>> begin Excerpt

The non-relational nature of connect by appears plainly enough: our result is not a relation, since we have duplicates. The name of the Duke of Wellington appears eight times, but in two different capacities, five times (as many times as we have Highland regiments) as commander-in-chief, and three as commander of the General Reserve. Twice—once as commander of the General Reserve and once as commander-in-chief—would have been amply sufficient. Can we easily remove the duplicates? No we cannot, at least not easily. If we apply a distinct, the DBMS will sort our result to get rid of the duplicate rows and will break the hierarchical order. We get a result that somehow answers the question. But you can take it or leave it according to the details of your requirements.

Materialized path model

The Highlanders query is slightly more difficult to write under the materialized path model . Identifying the proper rows and indenting them correctly is easy:

    select lpad(a.description, length(a.description)
                           + mp_depth(b.materialized_path)

>> end Excerpt
>> begin Collected material

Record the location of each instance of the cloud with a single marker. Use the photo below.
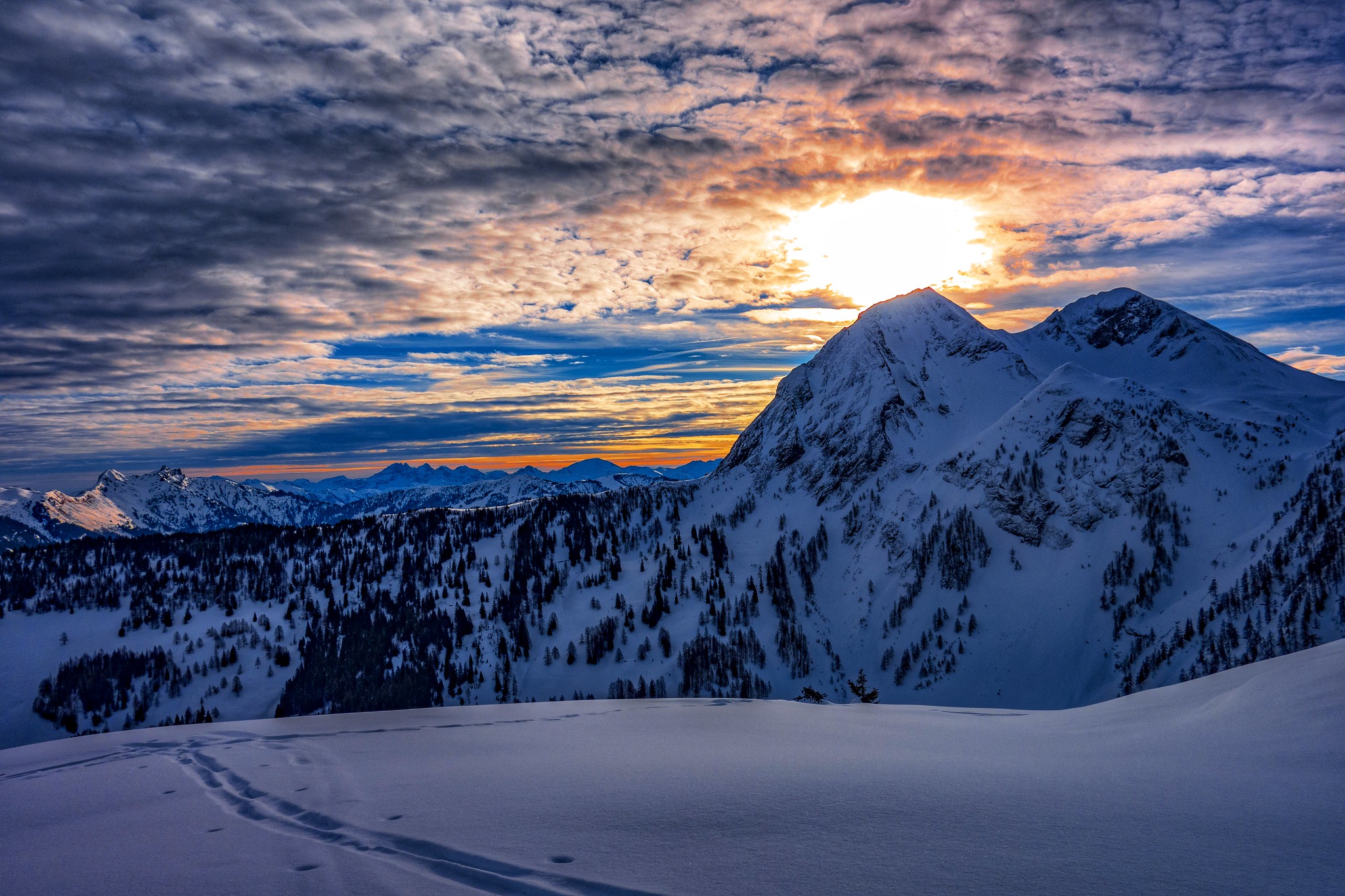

>> end Collected material

» **Tasks to carry out**
(A) In the passage on hierarchical queries, translate this sentence into Spanish: "If we apply a distinct, the DBMS will sort our result to get rid of the duplicate rows and will break the hierarchical order."
(B) Reproduce verbatim a stretch of the passage on hierarchical queries: begin at the words "The non-relational nature" and stop after "of your requirements.".

» **Solutions by task**
(A) Si aplicamos un distinct, el DBMS ordenará nuestro resultado para eliminar las filas duplicadas y romperá el orden jerárquico.

(B)
The non-relational nature of connect by appears plainly enough: our result is not a relation, since we have duplicates. The name of the Duke of Wellington appears eight times, but in two different capacities, five times (as many times as we have Highland regiments) as commander-in-chief, and three as commander of the General Reserve. Twice—once as commander of the General Reserve and once as commander-in-chief—would have been amply sufficient. Can we easily remove the duplicates? No we cannot, at least not easily. If we apply a distinct, the DBMS will sort our result to get rid of the duplicate rows and will break the hierarchical order. We get a result that somehow answers the question. But you can take it or leave it according to the details of your requirements.